## Quoted passage
## Begin
Journalism from the center of the world

Chief Raoni. Photo: Beptuk Metuktire

Chief Raoni represents at least six decades of the struggle of the indigenous peoples and the Amazon rainforest. Leader of the Kayapó (Mẽbêngôkre) and one of the most important indigenous leaders in Brazil, he has been fighting for the demarcation of his people’s lands, and those of other native Brazilian peoples, since the business-military dictatorship that governed the country between 1964 and 1985. At the end of the 1980s, he toured the world alongside Sting, raising awareness of the destruction of the forest, and became internationally known, bringing global media coverage to the “First Meeting of the Indigenous Peoples of the Xingu”, in Altamira, Pará, an event aimed at alerting the world to the battle against the construction of the Xingu Hydroelectric Complex (which included the Kararaô hydroelectric plant).
## End
## Source material
## Begin
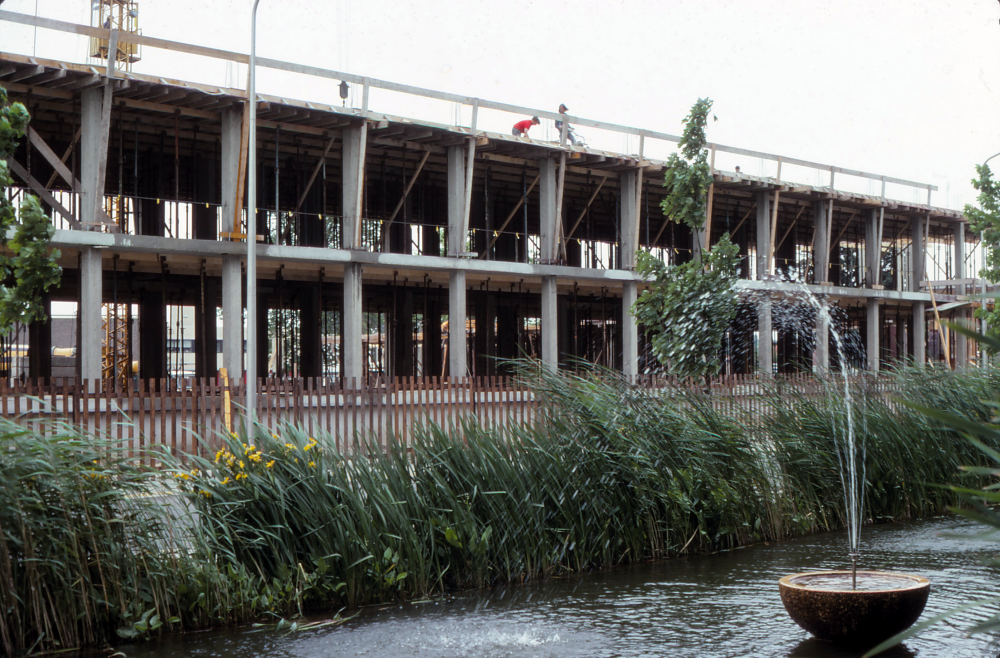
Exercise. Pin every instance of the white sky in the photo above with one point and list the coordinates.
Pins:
## End
## Task directions
Reproduce word for word the portion of the Chief Raoni passage that runs from "Chief Raoni. Photo: Beptuk" up to and including "Kararaô hydroelectric plant).".

## Exercise answer
Chief Raoni. Photo: Beptuk Metuktire

Chief Raoni represents at least six decades of the struggle of the indigenous peoples and the Amazon rainforest. Leader of the Kayapó (Mẽbêngôkre) and one of the most important indigenous leaders in Brazil, he has been fighting for the demarcation of his people’s lands, and those of other native Brazilian peoples, since the business-military dictatorship that governed the country between 1964 and 1985. At the end of the 1980s, he toured the world alongside Sting, raising awareness of the destruction of the forest, and became internationally known, bringing global media coverage to the “First Meeting of the Indigenous Peoples of the Xingu”, in Altamira, Pará, an event aimed at alerting the world to the battle against the construction of the Xingu Hydroelectric Complex (which included the Kararaô hydroelectric plant).